_Passage provided:_

════

Well both of my solutions have been beaten so I am willing to post them. But there are still a couple of hours for people to try to beat the current entries. But right now I am in a quandry about who is leading in the first. The best solution so far is 47 characters. It is basically MeowChow's solution with a trivial fix from chipmunk. I feel that it is "really" MeowChow's, but technically it was chipmunk who posted it. I will have to decide what to do with that one. For the bonus round tye is clearly leading.

What I did differently than everyone else is I used a hash. My idea was to use a hash and then mark off entries by assigning to a hash reference. If you assign a range of numbers starting with an odd, the odds conveniently become the keys. This unfortunately makes 2 a special case. For the general problem I snuck 2 past like this in 60 characters:

sub p{
%p=@_=3..1+pop;@p{2,map$f*$_,@_}=$f=$_ for@_;grep$p{$_},2,@_
}
[download]

For the second problem I just dropped the special logic for 2 and stuck it at the beginning of the list with this 61 character solution:

sub p{
2,grep{$f=$_,@p{map$f*$_,3..$_[0]/$f}=0if$p{$_}}%p=3..1+$_[0]
}
[download]

The observant will notice that this is indeed startlingly similar to tye's solution. If he tried to reverse-engineer mine, the copy is better than the original! (Possibly because he did not have my blind spot for using a hash...)

════

_Provided material:_
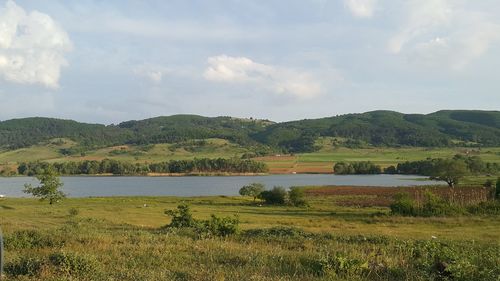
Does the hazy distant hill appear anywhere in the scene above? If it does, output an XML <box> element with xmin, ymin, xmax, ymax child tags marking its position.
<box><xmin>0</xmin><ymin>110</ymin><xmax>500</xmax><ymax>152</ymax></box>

════

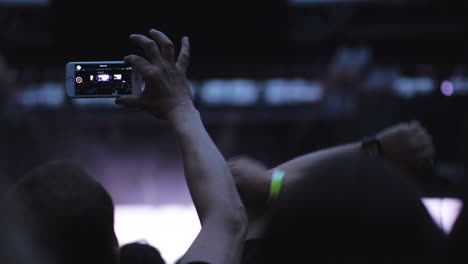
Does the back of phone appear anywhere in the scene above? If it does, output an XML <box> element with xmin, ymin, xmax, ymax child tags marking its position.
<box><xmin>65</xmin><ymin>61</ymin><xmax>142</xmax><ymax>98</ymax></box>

════

_Tasks and exercises:_
A. Please set down the forum post's text, starting at "Well both of" and ending at "is clearly leading.".
B. Answer these questions using the forum post.
(i) How many characters long is the best solution so far in the first round?
(ii) Who is clearly leading the bonus round?
(iii) How many characters long is the solution given for the second problem?

_The replies:_
A.
Well both of my solutions have been beaten so I am willing to post them. But there are still a couple of hours for people to try to beat the current entries. But right now I am in a quandry about who is leading in the first. The best solution so far is 47 characters. It is basically MeowChow's solution with a trivial fix from chipmunk. I feel that it is "really" MeowChow's, but technically it was chipmunk who posted it. I will have to decide what to do with that one. For the bonus round tye is clearly leading.

B.
(i) 47 characters
(ii) tye
(iii) 61 characters